• [DOKUMENTABSCHNITT]

"Lets Rethink" lautet das Motto von Aarhus, neben Paphos die europäische Kulturhauptstadt 2017. Umdenken, Gewohntes hinterfragen und Neues wagen ist das Ziel. Zudem wurde ein großes Paket an tollen Events geschnürt.
Im 500-seitigen Katalog zum Kulturhauptstadtjahr, das im Januar feierlich eröffnet wurde, finden sich mehr als 400 Einzelprojekte in Aarhus und in 18 beteiligten Gemeinden der Region Mitteljütland. Aufführungen, Ausstellungen, Festivals, Performances und Debatten werden geboten, Internationale Stars haben sich bereits angesagt.
"Lets Rethink" ist ohnehin die passende Devise für die von den unternehmungslustigen Wikingern um 770 n. Chr. gegründete Stadt, inzwischen die zweitgrößte Dänemarks. 315.000 Menschen leben dort, davon 60.000 Studierende. Sie machen Aarhus zu einer lebendigen Stadt, und ihre Zahl steigt ständig. 12.000 neue Studenten haben sich fürs Wintersemester angemeldet. Auch die sollen mitdenken.
"Aarhus möchte 2017 ein kulturelles Laboratorium schaffen, das neue, nachhaltige Lösungen für gesellschaftliche Herausforderungen hervorbringt", verkündet die Stadt. Das mutige Denken hat in Aarhus jedoch schon vor Jahren begonnen, und Taten folgten. Das zeigt der neue Stadtteil Aarhus Ø auf dem früheren Hafengelände, wo die Bauten wie Pilze aus dem Boden schießen und bereits 5.000 Menschen wohnen. Die Kräne drehen sich weiter, denn bis 2018 sollen dort 10.000 Bürger ihr Zuhause haben.
Aarhus Ø erweist sich damit auch als Labor für moderne Stadtplanung, und der Komplex "Isbjerget" (Eisberg) gilt schon jetzt als Architektur-Ikone. Die willkürlich erscheinende Platzierung der weißen Häuser mit ihren Spitzdächern erinnert tatsächlich an schwimmende Eisberge. Und macht Sinn. Die wie hingewürfelt wirkenden Bauten mit den leuchtend blauen Balkonen haben den Vorteil, den meisten Bewohnern Meeresblick zu bieten. Witzig sind jedoch die schlichten Holzkisten zwischen all der Moderne, Minigärten, in denen die dort Wohnenden typisch dänisch Blumen und Gemüse anpflanzen.

• [ZIELE]
1. Wie viele Bürger sollen laut dem Artikel über Aarhus bis 2018 im Stadtteil Aarhus Ø ihr Zuhause haben?
2. Kopiere aus der Auflistung die Zeilen vom Anfang bis einschließlich der Zeile mit "# example of the reply layout".
Die Auflistung hat mit dem Artikel über Aarhus nichts zu tun.

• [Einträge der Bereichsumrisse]
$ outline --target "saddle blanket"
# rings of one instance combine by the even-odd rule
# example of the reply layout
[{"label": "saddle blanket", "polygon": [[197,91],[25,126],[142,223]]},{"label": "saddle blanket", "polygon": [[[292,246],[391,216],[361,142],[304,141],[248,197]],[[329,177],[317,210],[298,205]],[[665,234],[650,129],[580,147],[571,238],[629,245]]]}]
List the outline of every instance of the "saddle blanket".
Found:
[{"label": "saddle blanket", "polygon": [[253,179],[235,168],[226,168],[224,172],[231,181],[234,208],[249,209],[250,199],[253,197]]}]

• [RICHTIGE ANTWORTEN]
1. 10.000 Bürger.

2.
$ outline --target "saddle blanket"
# rings of one instance combine by the even-odd rule
# example of the reply layout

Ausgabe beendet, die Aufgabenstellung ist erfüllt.